VORLIEGENDER AUSZUG:
Eine Aktion, die so auch ins Schweizer Beuteschema der Central Group passen würde.
André Maeder mit wichtiger Rolle
Wird der Schlachtplan umgesetzt, dann wird eine Schweizer Führungskraft wichtiger, die schon lange in den Diensten von Signa und der Central Group steht: André Maeder. Der Retail-Profi verdiente sich seine Sporen von 1995 bis 2002 bei der englischen Warenhausjegende Harrods ab.
Weniger glücklich agierte Maeder, als er vor bald 15 Jahren versuchte, Charles Vögele (CV) mit dem Einsatz der spanischen Kinoikone Penélope Cruz hip zu machen. Nach knapp zweieinhalb Jahren kam es bei CV zu Maeders Abgang. Weil er die Schweizer Agglo-chic-Kleiderhändlerin in Höhen habe heben wollen, wo sie niemals hingehörte, nörgelten die einen. Die anderen nahmen Maeder in Schutz: Für eine derart aussergewöhnliche Imageveränderung habe ihm der Verwaltungsrat viel zu wenig Zeit gegeben.

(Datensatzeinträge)
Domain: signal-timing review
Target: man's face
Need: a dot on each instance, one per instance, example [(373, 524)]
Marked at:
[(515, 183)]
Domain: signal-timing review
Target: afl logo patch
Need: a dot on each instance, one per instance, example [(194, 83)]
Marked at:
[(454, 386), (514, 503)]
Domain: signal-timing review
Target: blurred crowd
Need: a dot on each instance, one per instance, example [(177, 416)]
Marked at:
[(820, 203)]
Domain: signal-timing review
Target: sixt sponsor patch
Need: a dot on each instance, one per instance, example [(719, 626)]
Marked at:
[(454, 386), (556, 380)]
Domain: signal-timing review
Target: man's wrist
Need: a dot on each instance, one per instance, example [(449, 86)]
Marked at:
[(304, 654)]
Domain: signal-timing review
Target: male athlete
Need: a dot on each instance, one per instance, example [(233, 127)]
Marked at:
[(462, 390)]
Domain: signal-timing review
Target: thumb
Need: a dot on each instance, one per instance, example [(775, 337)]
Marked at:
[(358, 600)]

AUFGABE: Zitieren Sie den gesamten Auszug über André Maeder wortgetreu.

ÜBUNGSERGEBNIS:
Eine Aktion, die so auch ins Schweizer Beuteschema der Central Group passen würde.
André Maeder mit wichtiger Rolle
Wird der Schlachtplan umgesetzt, dann wird eine Schweizer Führungskraft wichtiger, die schon lange in den Diensten von Signa und der Central Group steht: André Maeder. Der Retail-Profi verdiente sich seine Sporen von 1995 bis 2002 bei der englischen Warenhausjegende Harrods ab.
Weniger glücklich agierte Maeder, als er vor bald 15 Jahren versuchte, Charles Vögele (CV) mit dem Einsatz der spanischen Kinoikone Penélope Cruz hip zu machen. Nach knapp zweieinhalb Jahren kam es bei CV zu Maeders Abgang. Weil er die Schweizer Agglo-chic-Kleiderhändlerin in Höhen habe heben wollen, wo sie niemals hingehörte, nörgelten die einen. Die anderen nahmen Maeder in Schutz: Für eine derart aussergewöhnliche Imageveränderung habe ihm der Verwaltungsrat viel zu wenig Zeit gegeben.